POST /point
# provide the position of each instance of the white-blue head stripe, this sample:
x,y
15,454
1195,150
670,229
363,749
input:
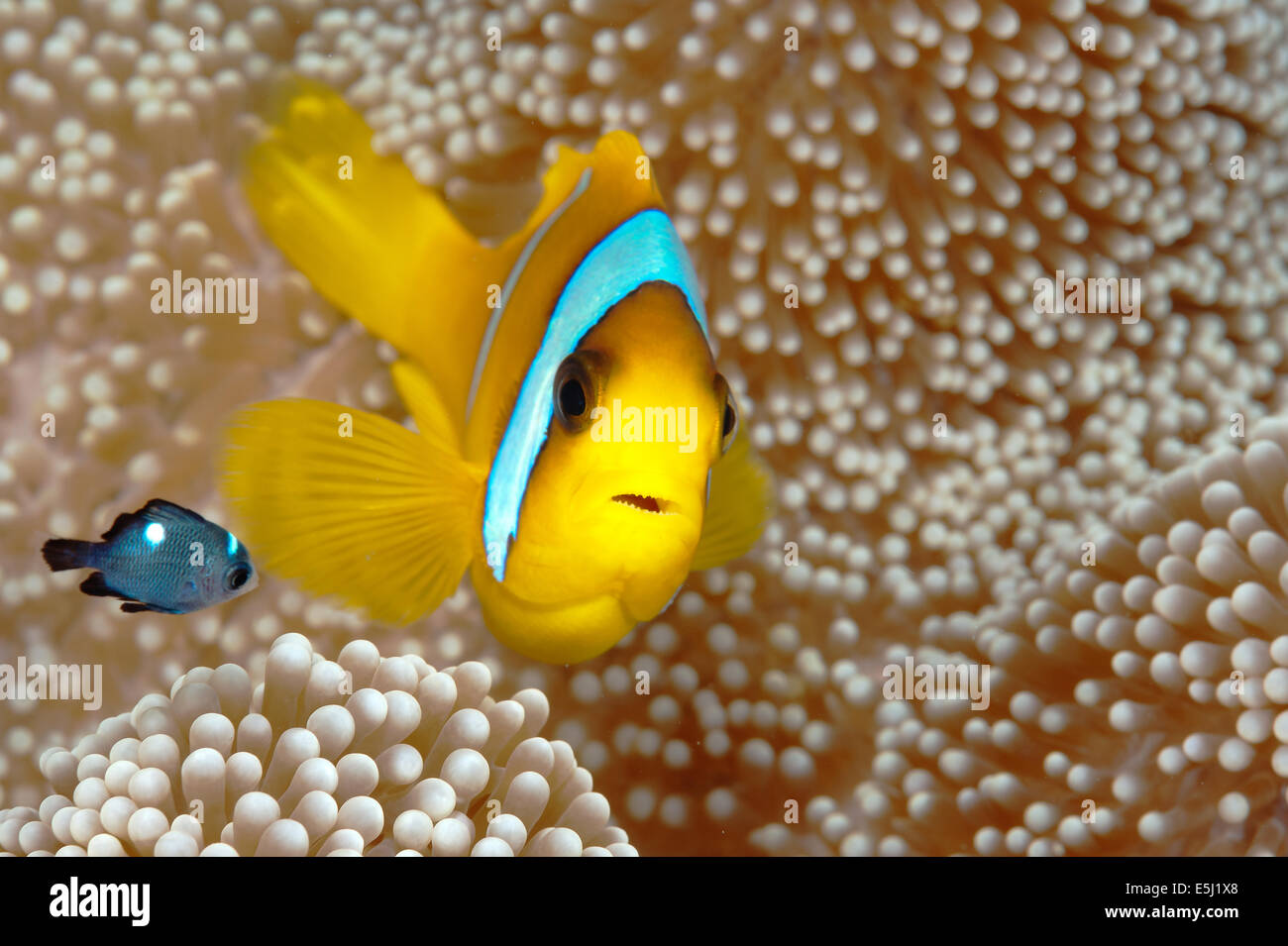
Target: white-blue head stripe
x,y
511,279
644,249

══════

Exercise description
Reproduce all of the entries above line for line, without any changes, and leave out the pictures.

The result
POST /point
# provide the position of each instance of the white-blue head stripe, this sample:
x,y
15,454
1195,150
670,229
363,749
input:
Target: white-blue head stripe
x,y
511,279
644,249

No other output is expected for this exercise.